Top of Provided records
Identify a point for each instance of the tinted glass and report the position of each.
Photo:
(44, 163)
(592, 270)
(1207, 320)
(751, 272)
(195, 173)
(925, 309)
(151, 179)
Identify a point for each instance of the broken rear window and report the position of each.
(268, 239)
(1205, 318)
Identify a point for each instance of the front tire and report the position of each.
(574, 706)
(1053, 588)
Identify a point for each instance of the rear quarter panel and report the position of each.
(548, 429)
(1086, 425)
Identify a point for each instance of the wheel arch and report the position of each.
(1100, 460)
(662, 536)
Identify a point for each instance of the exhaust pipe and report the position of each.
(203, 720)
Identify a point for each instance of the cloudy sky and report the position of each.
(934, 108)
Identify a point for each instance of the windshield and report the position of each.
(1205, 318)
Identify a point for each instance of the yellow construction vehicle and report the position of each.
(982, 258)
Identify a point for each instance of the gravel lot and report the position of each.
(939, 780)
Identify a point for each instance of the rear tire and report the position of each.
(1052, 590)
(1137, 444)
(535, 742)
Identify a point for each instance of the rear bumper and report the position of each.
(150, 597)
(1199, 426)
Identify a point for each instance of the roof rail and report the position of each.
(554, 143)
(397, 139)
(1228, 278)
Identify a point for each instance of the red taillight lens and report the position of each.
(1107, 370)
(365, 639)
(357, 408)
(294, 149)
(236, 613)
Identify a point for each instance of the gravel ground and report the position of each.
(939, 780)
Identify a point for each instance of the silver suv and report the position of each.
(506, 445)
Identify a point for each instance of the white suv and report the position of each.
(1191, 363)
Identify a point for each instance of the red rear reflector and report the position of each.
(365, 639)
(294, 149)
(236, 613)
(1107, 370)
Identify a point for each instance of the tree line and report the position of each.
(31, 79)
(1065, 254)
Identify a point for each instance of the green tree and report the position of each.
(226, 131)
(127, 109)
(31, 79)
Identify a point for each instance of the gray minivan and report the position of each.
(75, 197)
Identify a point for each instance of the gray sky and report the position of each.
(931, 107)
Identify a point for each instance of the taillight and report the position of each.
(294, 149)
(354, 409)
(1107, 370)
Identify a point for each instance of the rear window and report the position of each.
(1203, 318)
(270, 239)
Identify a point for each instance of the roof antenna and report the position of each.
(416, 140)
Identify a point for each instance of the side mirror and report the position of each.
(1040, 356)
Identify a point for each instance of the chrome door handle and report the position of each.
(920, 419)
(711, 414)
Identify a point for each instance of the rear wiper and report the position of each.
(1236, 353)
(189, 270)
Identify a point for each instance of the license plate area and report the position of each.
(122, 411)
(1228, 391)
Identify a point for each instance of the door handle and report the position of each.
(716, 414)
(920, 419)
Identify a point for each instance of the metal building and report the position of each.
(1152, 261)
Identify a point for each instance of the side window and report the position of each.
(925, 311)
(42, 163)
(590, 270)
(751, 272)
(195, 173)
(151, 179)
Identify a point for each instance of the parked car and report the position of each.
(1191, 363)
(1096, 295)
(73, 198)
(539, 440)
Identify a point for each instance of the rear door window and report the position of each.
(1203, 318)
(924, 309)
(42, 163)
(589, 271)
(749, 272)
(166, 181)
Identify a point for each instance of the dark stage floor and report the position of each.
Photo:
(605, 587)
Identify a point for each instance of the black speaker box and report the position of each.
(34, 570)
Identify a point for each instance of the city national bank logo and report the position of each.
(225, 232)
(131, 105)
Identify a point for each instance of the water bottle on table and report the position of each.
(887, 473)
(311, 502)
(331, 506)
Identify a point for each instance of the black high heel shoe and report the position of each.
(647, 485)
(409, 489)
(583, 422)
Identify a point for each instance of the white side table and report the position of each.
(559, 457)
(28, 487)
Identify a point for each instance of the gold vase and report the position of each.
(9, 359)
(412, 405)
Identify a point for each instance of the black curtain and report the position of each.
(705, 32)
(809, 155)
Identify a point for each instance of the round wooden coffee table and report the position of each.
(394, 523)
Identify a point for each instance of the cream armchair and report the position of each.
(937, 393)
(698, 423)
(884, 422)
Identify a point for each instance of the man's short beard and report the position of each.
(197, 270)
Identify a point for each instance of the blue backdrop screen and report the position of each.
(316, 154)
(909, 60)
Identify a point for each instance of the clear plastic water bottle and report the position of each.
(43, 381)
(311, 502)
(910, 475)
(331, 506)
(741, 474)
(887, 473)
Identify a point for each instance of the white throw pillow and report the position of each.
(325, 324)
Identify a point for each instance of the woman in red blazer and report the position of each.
Bottom of Provided records
## Work to complete
Copy out every record above once more, precisely as written.

## Your solution
Identify a point for each instance of the tinted glass and report the position of each.
Photo:
(44, 163)
(592, 270)
(1207, 320)
(751, 272)
(195, 173)
(925, 309)
(151, 179)
Identify a point for each instance of the broken rear window and report the position of each.
(268, 239)
(1205, 318)
Identify a point for each instance of the front tire and report the position of each.
(574, 706)
(1053, 588)
Identify a point for each instance of the rear quarter panel and report the position of each.
(548, 429)
(1086, 425)
Identify a point for each instance of the wheel arch and report the position of each.
(1100, 460)
(662, 536)
Identify a point for each instance of the exhaust pipe and report the position of each.
(203, 720)
Identify a point for each instance of the cloudy sky and report the position of each.
(934, 108)
Identify a point for each instance of the windshield and report the position of each.
(1205, 318)
Identify a point for each instance of the yellow construction vehicle and report the position of each.
(982, 258)
Identify a point for each instance of the gravel lot and report the position of each.
(939, 780)
Identify a point for each instance of the rear tire and report the position of each.
(1052, 590)
(1137, 444)
(535, 742)
Identify a point for each instance of the rear bumper and report the position of each.
(150, 597)
(1199, 426)
Identify a point for each instance of the roof rail and report the position of each.
(554, 143)
(397, 139)
(1228, 278)
Identify a point for each instance of the red taillight lens and report the position of each.
(1107, 370)
(365, 639)
(357, 408)
(294, 149)
(236, 613)
Identify a point for each instance of the gravel ground and report the position of each.
(939, 780)
Identify a point for each instance of the silver suv and report the position of each.
(506, 445)
Identify a point for each instance of the white suv and report the position of each.
(1191, 363)
Identify a point for each instance of the red rear reflector and report the position of each.
(365, 639)
(294, 149)
(236, 613)
(1107, 370)
Identify a point for each instance of the tree line and report the position of each.
(31, 79)
(1065, 254)
Identify a point for each instance of the green tree and report the position of each.
(226, 131)
(127, 109)
(31, 79)
Identify a point for each instance of the gray minivan and report the position of each.
(75, 197)
Identify a point for each instance of the gray sky and report the position of each.
(931, 107)
Identify a point for each instance of the taillight and report the position of each.
(294, 149)
(354, 409)
(1107, 370)
Identify a point for each instance of the rear window and report the position of each.
(1203, 318)
(270, 239)
Identify a point for each instance of the roof antenna and report the position of each.
(416, 140)
Identify a point for each instance of the side mirror and report the position of each.
(1040, 356)
Identify a point for each instance of the chrome door handle and report the position of each.
(920, 419)
(711, 414)
Identify a point for each instance of the rear wiper and report the position of each.
(1236, 353)
(189, 270)
Identify a point for each instance of the license plate area and report the position of each.
(122, 411)
(1228, 391)
Identify a point for each instance of the door handle and report the position of each.
(716, 414)
(920, 419)
Identify a point for each instance of the metal building and report the position of each.
(1152, 261)
Identify a point for each instance of the side window and report the position of each.
(925, 311)
(42, 163)
(590, 270)
(751, 272)
(195, 173)
(151, 179)
Identify a point for each instance of the parked car and report the position of each.
(1191, 363)
(1096, 295)
(73, 198)
(539, 440)
Identify a point for each instance of the rear door window and report the position of each.
(1203, 318)
(924, 309)
(42, 163)
(589, 271)
(749, 272)
(166, 181)
Identify a point for each instance of the dark stage floor and report the position of each.
Photo:
(605, 587)
Identify a point for each instance of the black speaker box and report the position of each.
(34, 570)
Identify a point for each instance of the city national bank logo and report the position of each.
(225, 232)
(131, 105)
Identify a point for each instance of the water bottle on table and report the position of each.
(887, 473)
(311, 502)
(331, 506)
Identify a point for each instance of the black high heel shoe and report the position of each.
(647, 485)
(409, 489)
(583, 422)
Identify a point for each instance of the white side table and report the position of each.
(559, 457)
(28, 487)
Identify a point for each instance of the gold vase and report the position of each.
(9, 359)
(412, 405)
Identify a point for each instance of the black curtain and report the position of each.
(705, 32)
(809, 155)
Identify a point for each instance of the round wooden coffee table and report the position of each.
(394, 523)
Identify a point for each instance of the cream armchair and report the position of each.
(937, 393)
(698, 423)
(884, 422)
Identify a point for each instance of the man's short beard and report the position of each.
(197, 270)
Identify a point for each instance of the blue backdrop screen and report the position of each.
(316, 154)
(909, 60)
Identify a point for each instance of the clear plastic water bottle and report the position of each.
(43, 381)
(311, 502)
(910, 475)
(331, 506)
(741, 474)
(887, 473)
Identify a point for each instance of the white throw pillow and report the position of each.
(325, 324)
Identify a point for each instance of the woman in red blazer and report the position of each.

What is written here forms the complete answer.